* [OBJECTIVE]: Show every line of the items below that contains the word "harvested", copying each one in full. Case counts, so a line matches only when the word appears in exactly that capitalization.

* [THE DATA]:
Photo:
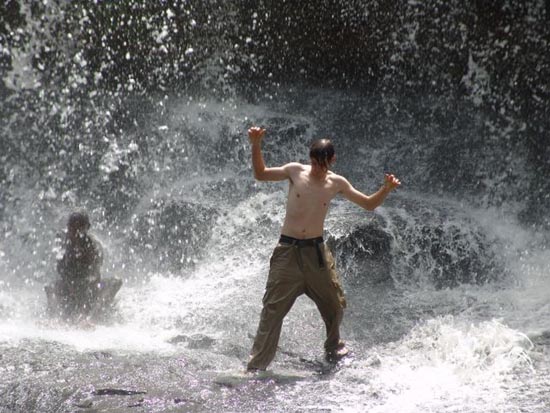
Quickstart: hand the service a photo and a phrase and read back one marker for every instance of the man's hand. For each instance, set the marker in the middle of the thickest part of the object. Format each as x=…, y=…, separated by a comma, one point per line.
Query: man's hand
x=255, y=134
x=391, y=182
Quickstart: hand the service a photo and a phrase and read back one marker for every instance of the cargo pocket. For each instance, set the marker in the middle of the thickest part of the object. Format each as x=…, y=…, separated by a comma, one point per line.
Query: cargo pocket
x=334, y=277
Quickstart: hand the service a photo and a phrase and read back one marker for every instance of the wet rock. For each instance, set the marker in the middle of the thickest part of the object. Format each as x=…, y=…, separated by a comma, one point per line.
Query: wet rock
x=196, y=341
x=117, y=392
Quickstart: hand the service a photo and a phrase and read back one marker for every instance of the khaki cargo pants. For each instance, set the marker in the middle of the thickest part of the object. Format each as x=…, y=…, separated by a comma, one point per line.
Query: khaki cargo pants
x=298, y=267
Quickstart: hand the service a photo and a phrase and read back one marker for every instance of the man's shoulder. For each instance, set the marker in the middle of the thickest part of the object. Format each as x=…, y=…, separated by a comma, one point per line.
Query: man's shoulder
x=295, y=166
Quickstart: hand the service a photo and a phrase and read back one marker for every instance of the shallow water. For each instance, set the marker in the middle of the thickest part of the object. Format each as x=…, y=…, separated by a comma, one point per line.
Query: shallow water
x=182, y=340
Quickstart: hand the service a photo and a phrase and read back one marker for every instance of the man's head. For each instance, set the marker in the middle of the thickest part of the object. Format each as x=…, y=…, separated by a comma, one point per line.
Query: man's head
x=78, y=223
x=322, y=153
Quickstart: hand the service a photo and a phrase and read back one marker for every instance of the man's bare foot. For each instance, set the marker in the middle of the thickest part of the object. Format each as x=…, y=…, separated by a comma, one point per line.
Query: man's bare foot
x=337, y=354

...

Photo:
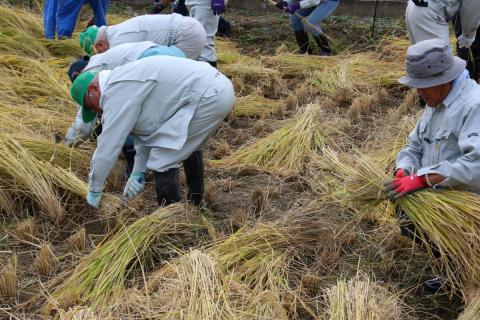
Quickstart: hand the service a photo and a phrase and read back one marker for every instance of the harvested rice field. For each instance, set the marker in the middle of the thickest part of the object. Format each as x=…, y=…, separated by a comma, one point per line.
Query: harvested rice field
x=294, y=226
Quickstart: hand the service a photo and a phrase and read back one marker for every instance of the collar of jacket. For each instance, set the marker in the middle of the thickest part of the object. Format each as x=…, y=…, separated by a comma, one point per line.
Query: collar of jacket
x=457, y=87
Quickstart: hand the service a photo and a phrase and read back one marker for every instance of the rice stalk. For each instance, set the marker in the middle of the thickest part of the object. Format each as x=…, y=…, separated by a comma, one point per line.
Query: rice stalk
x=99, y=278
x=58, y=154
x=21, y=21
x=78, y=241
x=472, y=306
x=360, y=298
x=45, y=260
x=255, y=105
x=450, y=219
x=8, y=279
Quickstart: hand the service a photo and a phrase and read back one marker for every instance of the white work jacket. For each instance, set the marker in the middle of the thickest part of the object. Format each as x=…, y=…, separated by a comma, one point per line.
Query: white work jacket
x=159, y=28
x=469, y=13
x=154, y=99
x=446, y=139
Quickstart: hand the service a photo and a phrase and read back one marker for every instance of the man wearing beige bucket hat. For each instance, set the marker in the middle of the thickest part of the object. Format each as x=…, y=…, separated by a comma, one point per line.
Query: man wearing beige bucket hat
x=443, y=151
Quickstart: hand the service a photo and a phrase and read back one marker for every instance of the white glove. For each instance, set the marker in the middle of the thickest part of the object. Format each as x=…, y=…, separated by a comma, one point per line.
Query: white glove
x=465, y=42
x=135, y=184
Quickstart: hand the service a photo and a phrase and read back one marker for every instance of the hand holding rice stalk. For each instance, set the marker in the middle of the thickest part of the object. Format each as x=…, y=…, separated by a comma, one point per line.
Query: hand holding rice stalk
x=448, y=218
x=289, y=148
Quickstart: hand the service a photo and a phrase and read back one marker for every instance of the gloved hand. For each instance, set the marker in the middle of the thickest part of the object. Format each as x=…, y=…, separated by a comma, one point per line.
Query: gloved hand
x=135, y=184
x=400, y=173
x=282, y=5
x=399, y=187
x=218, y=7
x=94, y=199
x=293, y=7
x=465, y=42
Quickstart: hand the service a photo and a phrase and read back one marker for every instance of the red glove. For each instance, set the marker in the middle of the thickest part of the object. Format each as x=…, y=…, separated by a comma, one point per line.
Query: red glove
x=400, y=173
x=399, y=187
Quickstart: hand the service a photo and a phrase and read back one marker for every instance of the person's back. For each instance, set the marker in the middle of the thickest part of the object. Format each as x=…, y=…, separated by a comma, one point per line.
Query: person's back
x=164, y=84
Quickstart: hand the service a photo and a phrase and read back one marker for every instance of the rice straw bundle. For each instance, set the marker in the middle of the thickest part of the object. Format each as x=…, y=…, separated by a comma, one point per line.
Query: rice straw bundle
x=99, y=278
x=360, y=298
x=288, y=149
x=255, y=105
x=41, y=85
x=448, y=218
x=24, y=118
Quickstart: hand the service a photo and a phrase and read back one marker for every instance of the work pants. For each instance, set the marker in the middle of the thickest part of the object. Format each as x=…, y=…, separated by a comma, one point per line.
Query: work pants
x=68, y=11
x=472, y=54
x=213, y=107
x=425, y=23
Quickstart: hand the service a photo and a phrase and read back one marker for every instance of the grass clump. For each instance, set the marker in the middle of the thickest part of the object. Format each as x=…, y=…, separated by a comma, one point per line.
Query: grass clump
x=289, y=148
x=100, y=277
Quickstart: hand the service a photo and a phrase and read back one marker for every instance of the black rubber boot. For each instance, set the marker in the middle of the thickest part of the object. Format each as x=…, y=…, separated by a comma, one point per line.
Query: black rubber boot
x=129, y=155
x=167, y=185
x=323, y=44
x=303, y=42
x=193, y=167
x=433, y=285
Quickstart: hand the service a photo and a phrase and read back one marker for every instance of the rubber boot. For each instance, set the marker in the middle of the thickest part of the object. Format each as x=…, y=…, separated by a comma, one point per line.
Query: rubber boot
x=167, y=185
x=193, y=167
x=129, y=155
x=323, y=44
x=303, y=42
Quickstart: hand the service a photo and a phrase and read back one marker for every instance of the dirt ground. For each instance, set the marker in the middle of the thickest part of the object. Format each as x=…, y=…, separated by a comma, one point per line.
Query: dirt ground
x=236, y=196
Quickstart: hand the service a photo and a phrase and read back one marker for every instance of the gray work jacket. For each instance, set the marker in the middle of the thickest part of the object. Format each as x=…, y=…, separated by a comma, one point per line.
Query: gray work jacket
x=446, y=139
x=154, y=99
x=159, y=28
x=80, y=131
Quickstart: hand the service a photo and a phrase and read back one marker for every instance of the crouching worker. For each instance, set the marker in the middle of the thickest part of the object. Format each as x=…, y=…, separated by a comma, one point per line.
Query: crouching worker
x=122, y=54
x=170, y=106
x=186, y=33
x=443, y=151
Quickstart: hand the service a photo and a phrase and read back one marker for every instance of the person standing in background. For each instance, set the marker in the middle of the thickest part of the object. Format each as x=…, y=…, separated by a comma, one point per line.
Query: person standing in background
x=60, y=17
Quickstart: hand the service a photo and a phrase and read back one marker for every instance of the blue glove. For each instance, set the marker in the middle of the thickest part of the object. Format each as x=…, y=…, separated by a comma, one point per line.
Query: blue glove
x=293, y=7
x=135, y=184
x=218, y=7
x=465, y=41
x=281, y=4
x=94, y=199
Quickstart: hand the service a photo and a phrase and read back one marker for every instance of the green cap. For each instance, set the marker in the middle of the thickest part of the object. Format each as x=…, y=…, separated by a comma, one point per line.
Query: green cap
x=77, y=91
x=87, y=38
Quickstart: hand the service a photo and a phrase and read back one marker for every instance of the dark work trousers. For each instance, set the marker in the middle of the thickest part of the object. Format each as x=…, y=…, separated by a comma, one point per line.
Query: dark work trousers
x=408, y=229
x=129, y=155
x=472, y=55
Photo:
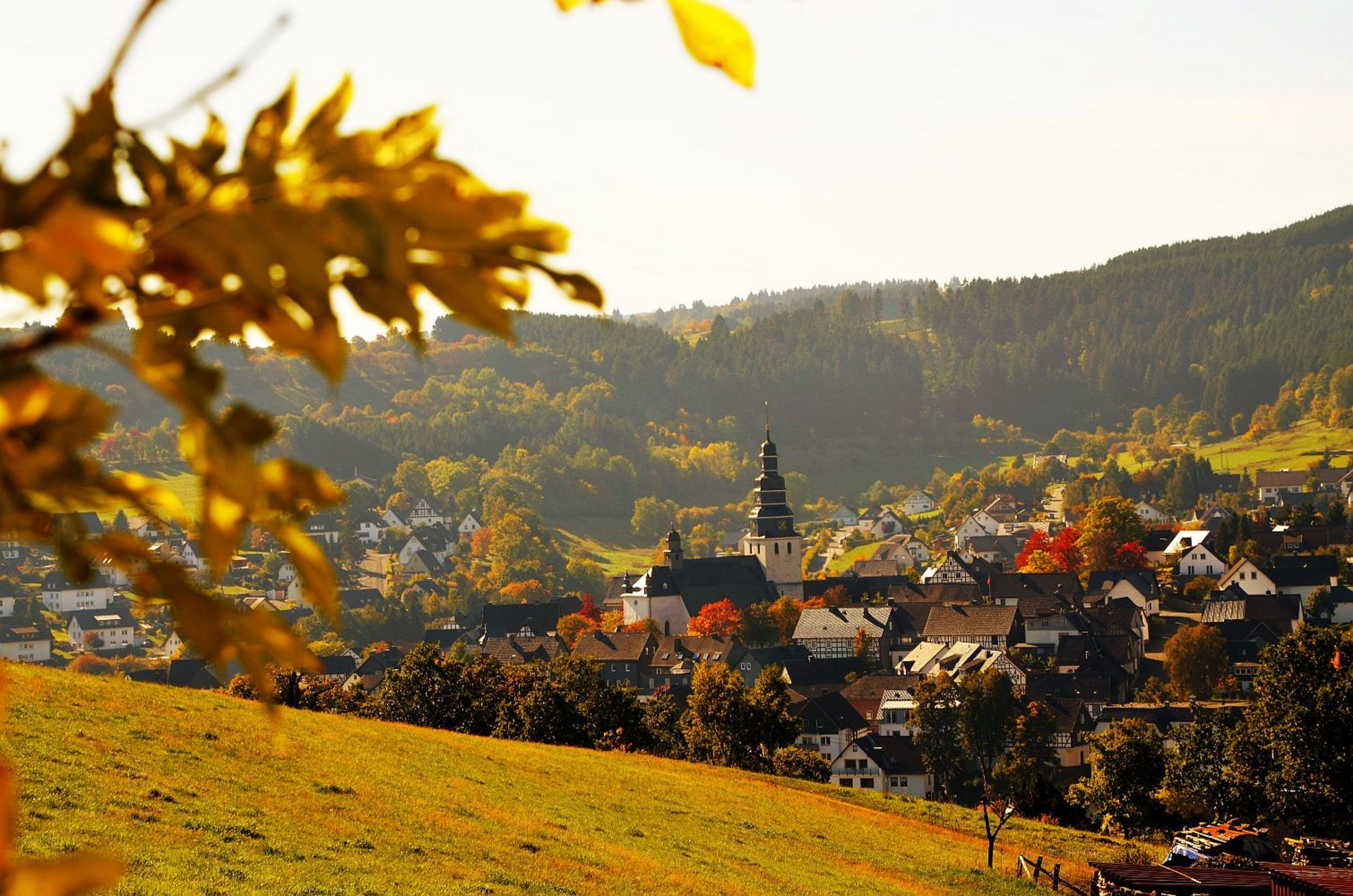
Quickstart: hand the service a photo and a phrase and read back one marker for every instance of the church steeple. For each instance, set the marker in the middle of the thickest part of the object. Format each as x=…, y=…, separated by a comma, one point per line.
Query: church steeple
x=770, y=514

* [ANSWER TO THIS PROBLEM]:
Quickstart: hand the service a photo and a phrase and read back one marker for every instance of the harvested rice field. For each instance, set the marker in the middle of the thickest part of the object. Format each as x=…, y=…, separated by a comma, one point per line.
Query: harvested rice field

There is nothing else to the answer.